### What you need to do
Please count the rows below that contain the string "blue" and reply with the number alone.

### Data records
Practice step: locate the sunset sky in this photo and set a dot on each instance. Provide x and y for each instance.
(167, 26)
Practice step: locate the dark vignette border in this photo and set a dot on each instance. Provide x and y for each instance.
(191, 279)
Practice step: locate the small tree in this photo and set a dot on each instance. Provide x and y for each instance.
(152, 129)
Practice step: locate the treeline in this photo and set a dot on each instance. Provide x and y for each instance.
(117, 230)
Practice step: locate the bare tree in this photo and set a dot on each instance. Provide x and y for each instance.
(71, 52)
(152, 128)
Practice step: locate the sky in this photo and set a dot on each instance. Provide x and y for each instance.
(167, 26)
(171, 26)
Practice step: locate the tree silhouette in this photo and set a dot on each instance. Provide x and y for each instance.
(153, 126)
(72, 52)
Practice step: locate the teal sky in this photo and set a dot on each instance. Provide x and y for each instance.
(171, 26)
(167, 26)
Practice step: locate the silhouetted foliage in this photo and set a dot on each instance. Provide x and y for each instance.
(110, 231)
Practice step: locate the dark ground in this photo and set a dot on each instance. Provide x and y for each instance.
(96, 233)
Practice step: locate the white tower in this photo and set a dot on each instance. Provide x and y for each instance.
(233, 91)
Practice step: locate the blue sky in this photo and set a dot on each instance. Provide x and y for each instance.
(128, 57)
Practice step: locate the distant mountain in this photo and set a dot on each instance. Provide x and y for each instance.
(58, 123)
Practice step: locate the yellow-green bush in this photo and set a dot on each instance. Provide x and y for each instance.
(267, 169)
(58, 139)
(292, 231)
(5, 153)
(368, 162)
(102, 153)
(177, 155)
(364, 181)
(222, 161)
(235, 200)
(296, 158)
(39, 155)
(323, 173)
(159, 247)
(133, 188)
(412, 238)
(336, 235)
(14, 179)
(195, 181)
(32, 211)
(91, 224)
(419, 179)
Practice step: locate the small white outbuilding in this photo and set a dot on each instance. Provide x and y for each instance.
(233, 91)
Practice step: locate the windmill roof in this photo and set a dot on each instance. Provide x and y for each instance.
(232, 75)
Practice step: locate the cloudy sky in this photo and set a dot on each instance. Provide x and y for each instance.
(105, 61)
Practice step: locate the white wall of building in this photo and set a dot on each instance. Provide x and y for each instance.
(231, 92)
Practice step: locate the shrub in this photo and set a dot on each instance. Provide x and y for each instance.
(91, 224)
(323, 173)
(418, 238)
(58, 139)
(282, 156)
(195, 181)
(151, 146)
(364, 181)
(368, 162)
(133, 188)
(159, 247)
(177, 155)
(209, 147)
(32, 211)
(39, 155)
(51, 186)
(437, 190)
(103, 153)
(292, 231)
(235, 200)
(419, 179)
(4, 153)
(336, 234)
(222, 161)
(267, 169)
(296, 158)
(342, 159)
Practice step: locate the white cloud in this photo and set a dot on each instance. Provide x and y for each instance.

==

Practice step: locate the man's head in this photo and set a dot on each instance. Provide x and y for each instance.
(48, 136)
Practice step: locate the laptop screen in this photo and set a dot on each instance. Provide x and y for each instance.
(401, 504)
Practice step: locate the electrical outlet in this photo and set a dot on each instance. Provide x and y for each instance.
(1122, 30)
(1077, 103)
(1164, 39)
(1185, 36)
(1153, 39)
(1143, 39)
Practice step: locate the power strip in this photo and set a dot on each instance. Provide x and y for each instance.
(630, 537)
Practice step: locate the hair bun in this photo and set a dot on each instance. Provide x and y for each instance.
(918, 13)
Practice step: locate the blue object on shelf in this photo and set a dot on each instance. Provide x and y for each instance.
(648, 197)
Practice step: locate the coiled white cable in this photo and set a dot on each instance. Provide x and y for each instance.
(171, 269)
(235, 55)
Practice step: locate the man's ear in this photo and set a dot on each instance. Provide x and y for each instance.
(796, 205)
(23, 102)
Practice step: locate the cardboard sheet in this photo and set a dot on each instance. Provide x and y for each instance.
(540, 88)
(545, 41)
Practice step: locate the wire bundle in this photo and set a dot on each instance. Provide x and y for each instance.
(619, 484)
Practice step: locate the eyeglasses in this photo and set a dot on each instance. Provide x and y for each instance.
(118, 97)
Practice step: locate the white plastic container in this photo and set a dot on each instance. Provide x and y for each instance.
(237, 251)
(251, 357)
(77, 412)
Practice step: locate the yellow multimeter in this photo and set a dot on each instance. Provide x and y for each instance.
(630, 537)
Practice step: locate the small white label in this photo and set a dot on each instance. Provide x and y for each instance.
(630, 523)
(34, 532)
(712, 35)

### Result for this task
2